# Required work:
Repeat word for word the part of the records that opens with the line containing "For each instance of the office" and closes with the line containing "(1174, 664)".

_ _ _ _ _ _ _

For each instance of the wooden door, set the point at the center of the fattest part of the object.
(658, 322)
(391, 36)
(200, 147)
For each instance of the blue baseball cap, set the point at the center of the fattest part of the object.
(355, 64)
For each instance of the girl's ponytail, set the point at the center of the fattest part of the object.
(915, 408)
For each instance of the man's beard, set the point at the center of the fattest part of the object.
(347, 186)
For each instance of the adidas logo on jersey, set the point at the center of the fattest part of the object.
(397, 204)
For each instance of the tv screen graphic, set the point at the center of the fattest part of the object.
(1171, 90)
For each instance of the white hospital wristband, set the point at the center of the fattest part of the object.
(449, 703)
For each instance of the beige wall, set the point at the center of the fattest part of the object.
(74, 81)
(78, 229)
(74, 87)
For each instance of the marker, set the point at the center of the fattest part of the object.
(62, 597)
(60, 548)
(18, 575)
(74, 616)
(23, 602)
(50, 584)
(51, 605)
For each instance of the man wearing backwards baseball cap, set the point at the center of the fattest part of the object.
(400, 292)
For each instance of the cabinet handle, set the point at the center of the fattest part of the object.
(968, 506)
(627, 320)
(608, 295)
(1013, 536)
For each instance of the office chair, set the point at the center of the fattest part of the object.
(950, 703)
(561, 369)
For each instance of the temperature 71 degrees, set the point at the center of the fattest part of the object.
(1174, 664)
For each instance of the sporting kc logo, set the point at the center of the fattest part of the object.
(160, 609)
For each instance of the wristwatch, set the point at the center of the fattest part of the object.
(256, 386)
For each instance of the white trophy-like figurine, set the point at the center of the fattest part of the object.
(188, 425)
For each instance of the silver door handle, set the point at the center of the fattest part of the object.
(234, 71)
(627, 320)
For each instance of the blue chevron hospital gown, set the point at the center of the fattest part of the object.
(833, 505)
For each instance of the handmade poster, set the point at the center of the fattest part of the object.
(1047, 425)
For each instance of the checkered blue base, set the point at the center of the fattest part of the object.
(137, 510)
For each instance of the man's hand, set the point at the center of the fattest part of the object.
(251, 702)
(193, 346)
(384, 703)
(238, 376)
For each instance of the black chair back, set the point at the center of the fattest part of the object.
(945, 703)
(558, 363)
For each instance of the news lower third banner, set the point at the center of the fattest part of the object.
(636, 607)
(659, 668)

_ _ _ _ _ _ _

# Solution:
For each instance of the office chair, set the point at the center of the fattest part of the object.
(950, 703)
(561, 369)
For each instance of the temperature 71 degrees, set the point at the center of the fattest part of the object.
(1174, 664)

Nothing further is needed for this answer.